Belge Bölümü >>
-------
İstanbul
DOLAR34.0692
EURO37.7489
ALTIN2730.4
Alper Doğan

Alper Doğan

GEL ARTIK MUTLULUK

Mutluluk, deneyimlenen bir duygu, iyimserlik ise öğrenilen bir beceri ve tutumdur. İyimserlik bir zihniyettir. Mutluluk, sebebi ne kadar şaşırtıcı olursa olsun, uzun sürmez. Çünkü bir zihniyet değil, duygudur."

Aradığımız bazen bulduğumuza inandığımız, bazen de kaybettiğimiz bir duygu mu, mutluluk?
Anda kalabilmek mi? Başımızı güvenle soktuğumuz o ev mi?
Yaptığımız işte başarı tanımının karşılığını bulmak mı? Nedir bu mutluluk, nerede bulunur?
Üzerine şiirler, kitaplar yazılmış, filmler yapılmış, birçok masanın gün ağarırken misafiri olmuş…
'Bu da olsun' başka bir şey istemem, mutlu olacağım dediğiniz ve sonu gelmeyen kaç istek hatırlıyorsunuz?
Mutluluk sahip olmak ve ait olmanın dışında kendi var oluş hikâyesini bekleyen bir duygu.
-------
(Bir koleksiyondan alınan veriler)
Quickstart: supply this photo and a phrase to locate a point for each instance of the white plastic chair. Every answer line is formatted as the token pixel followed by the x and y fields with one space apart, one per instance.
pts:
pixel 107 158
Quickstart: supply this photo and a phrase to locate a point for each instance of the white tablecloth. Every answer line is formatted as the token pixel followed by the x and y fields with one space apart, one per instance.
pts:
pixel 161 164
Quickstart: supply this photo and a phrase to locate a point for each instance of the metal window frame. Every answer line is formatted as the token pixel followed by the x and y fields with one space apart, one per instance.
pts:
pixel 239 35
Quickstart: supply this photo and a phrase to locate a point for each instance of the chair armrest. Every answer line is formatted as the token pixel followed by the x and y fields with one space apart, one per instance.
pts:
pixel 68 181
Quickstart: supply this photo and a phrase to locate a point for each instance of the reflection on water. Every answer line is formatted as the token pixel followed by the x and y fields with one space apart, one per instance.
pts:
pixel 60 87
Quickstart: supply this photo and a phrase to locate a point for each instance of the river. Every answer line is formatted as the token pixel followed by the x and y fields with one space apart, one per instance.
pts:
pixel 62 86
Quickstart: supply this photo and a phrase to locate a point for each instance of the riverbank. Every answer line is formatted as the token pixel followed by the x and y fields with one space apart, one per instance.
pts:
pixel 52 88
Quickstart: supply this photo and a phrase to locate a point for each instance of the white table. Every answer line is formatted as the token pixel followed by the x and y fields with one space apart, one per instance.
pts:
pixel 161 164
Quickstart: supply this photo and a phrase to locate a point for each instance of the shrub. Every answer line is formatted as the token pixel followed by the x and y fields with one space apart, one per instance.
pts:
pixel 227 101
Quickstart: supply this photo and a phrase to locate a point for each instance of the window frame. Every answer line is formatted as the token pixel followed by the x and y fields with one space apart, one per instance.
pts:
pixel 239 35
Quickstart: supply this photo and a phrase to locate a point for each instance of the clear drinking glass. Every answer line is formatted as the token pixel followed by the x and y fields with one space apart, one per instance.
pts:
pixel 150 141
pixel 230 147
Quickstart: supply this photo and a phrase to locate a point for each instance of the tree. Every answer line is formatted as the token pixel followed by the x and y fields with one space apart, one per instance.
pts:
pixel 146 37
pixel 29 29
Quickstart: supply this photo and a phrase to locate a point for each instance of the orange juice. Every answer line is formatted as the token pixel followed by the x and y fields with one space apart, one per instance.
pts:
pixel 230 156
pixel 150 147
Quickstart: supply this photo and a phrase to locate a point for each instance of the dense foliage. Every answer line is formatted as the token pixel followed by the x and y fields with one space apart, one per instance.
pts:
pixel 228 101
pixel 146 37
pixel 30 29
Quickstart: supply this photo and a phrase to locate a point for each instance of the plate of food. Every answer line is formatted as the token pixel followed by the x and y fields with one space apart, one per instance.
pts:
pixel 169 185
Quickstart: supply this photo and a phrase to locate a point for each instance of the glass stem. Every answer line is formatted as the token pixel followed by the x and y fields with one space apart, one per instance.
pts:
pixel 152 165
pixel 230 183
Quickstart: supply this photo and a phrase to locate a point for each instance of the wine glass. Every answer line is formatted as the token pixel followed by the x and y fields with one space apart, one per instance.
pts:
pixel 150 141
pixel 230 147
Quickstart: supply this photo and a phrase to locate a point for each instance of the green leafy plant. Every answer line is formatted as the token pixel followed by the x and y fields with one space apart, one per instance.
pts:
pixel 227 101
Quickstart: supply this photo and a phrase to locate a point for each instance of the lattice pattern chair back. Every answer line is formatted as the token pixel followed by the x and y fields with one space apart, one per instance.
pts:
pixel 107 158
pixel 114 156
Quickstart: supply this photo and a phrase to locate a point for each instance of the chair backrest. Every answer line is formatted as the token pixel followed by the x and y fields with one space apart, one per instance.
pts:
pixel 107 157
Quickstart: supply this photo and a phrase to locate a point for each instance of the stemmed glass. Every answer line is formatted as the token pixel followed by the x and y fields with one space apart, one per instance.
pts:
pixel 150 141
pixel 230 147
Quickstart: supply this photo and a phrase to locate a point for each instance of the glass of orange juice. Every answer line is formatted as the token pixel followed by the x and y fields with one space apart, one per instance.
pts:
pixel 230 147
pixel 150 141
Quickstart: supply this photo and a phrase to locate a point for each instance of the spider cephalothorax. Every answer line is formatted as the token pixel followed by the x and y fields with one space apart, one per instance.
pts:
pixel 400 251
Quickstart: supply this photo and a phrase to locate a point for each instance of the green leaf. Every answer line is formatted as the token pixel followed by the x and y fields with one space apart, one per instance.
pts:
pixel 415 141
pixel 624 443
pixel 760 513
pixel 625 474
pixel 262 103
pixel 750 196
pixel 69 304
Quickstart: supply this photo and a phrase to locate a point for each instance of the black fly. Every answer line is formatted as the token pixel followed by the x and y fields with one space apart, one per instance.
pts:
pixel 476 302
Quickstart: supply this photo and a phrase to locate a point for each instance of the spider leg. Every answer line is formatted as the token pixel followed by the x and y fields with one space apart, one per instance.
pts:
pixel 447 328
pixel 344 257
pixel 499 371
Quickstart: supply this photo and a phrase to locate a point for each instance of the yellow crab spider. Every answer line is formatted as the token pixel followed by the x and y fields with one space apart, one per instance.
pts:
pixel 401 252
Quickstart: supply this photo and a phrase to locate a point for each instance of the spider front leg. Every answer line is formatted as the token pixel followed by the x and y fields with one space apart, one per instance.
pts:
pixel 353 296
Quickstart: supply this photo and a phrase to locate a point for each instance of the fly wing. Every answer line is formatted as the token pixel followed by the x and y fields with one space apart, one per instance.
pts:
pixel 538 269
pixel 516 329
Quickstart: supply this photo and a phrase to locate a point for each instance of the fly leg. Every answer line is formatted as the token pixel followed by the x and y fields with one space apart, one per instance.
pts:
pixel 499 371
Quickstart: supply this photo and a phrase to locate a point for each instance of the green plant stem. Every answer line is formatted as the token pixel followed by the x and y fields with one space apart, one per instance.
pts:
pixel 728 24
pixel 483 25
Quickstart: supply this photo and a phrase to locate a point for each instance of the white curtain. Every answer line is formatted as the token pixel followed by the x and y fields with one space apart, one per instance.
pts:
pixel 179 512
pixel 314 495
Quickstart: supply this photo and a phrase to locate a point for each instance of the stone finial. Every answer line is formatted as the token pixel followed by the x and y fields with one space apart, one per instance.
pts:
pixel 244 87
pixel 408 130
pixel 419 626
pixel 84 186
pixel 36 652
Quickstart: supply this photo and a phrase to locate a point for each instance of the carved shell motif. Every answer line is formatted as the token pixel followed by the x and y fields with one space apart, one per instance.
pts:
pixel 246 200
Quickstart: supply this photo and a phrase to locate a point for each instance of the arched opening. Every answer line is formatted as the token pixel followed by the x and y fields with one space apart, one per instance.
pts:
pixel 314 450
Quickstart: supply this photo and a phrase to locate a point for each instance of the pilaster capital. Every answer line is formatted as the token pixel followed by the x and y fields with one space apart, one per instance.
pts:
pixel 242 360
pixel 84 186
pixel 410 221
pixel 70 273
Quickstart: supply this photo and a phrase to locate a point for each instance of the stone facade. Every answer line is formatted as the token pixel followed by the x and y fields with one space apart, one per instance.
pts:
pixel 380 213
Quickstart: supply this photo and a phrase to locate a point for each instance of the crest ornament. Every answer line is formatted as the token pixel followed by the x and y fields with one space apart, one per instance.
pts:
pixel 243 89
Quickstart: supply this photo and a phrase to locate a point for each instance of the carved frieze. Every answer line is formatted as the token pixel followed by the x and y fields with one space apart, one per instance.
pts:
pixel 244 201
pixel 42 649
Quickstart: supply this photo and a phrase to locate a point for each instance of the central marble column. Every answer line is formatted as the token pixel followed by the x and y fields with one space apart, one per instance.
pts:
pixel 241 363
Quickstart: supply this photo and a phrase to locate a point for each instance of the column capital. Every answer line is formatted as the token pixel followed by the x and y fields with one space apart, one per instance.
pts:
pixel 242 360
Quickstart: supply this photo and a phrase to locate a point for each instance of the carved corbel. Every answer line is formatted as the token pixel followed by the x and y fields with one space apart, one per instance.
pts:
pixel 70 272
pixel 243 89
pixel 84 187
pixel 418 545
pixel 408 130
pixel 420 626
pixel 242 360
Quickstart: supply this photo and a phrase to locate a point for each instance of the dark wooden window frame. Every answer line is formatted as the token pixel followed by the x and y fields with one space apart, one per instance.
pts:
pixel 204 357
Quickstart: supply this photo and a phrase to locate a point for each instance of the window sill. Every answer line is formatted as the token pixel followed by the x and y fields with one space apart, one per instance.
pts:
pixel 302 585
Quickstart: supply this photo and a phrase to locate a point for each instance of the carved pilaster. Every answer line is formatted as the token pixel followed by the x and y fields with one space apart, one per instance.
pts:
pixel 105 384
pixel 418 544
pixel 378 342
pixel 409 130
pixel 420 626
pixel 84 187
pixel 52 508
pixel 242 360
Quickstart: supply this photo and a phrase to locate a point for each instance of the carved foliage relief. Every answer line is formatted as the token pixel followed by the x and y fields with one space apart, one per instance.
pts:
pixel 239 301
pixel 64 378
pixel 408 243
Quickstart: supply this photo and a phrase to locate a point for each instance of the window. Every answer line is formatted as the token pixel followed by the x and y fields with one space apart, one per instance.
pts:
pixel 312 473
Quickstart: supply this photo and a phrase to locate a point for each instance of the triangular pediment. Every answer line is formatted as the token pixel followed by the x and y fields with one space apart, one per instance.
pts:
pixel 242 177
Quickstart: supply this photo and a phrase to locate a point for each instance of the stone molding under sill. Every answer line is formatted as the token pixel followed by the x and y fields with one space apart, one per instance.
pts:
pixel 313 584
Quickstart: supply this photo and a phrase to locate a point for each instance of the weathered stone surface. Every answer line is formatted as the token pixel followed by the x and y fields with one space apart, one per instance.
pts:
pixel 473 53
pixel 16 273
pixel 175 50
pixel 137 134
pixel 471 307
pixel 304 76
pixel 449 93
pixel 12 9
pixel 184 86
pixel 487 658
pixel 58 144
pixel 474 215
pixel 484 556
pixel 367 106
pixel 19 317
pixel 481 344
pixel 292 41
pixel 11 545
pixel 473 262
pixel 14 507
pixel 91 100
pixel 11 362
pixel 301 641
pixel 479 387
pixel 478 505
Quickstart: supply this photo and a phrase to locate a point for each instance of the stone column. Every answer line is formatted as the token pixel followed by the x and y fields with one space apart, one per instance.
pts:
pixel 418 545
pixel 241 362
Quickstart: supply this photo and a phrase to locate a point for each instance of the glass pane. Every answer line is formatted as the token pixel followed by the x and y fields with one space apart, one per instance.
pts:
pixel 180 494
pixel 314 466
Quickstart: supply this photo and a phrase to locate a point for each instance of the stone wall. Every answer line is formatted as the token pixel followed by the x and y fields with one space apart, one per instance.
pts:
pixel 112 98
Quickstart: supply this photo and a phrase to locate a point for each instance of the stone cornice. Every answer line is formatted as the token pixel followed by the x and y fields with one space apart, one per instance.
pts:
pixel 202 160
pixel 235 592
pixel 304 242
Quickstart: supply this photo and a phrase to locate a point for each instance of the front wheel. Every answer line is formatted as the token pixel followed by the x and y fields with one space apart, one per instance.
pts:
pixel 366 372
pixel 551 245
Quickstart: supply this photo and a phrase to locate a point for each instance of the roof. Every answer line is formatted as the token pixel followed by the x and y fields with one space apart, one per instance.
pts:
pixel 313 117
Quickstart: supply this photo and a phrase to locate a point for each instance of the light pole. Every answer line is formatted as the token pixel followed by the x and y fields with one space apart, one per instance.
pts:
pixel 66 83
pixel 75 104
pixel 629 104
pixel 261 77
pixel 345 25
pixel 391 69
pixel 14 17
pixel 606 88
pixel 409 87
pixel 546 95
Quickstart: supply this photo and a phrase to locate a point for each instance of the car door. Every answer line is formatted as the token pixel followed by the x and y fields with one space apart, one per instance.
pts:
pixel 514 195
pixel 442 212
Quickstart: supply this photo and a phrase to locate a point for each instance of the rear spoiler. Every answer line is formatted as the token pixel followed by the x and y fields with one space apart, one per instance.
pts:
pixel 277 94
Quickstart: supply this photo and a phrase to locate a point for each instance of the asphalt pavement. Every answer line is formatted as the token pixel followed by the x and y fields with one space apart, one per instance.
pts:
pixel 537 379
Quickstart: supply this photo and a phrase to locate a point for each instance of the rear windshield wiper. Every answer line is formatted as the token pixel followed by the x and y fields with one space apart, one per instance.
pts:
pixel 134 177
-------
Yapılacaklar >>
1. Mutluluk yazısından bir bölümü aynen yeniden yazın: "Üzerine şiirler, kitaplar" sözlerinin geçtiği yerden başlayın, "bekleyen bir duygu." sözlerinden sonra durun.
2. Mutluluk yazısına göre mutluluk neden uzun sürmez?
Bu verilere ihtiyaç yoktur.

Görev Sonuçları >>
1.
Üzerine şiirler, kitaplar yazılmış, filmler yapılmış, birçok masanın gün ağarırken misafiri olmuş…
'Bu da olsun' başka bir şey istemem, mutlu olacağım dediğiniz ve sonu gelmeyen kaç istek hatırlıyorsunuz?
Mutluluk sahip olmak ve ait olmanın dışında kendi var oluş hikâyesini bekleyen bir duygu.

2. Çünkü bir zihniyet değil, duygudur.